The problem →
Return every line of the records that includes the string "WHERE".

Excerpted data →
══════

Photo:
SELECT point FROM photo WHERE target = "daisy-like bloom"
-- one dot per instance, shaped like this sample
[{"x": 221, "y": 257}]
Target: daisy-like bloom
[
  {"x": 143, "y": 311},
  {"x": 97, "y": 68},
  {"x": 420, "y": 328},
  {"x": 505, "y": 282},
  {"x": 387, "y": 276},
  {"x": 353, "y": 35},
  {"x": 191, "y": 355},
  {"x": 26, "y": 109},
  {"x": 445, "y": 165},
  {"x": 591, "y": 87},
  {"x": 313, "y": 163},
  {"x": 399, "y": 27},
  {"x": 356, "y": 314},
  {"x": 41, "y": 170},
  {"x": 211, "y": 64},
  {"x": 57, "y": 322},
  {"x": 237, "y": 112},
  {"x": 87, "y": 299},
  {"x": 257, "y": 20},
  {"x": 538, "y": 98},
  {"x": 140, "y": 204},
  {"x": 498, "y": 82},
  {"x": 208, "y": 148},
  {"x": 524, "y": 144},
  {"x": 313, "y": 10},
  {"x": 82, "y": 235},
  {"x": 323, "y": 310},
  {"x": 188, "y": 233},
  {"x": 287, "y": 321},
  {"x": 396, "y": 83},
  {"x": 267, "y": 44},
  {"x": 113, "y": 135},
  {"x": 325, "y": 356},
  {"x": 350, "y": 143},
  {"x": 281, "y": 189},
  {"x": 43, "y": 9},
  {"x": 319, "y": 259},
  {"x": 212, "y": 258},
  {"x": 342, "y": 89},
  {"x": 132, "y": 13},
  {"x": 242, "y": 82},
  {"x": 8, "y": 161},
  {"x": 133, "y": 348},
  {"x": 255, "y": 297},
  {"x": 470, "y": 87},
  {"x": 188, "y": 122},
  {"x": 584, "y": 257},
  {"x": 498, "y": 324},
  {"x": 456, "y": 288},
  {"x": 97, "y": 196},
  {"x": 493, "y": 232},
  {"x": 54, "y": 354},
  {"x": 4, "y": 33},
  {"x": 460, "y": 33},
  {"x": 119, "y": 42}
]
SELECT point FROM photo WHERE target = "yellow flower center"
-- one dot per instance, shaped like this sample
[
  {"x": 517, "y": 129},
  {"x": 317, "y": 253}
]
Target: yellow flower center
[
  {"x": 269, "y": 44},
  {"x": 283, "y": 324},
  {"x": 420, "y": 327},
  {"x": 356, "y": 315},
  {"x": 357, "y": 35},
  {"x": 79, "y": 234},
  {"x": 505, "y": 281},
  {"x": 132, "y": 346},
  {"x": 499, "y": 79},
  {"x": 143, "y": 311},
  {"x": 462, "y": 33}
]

══════

Problem solution →
SELECT point FROM photo WHERE target = "daisy-like bloom"
SELECT point FROM photo WHERE target = "yellow flower center"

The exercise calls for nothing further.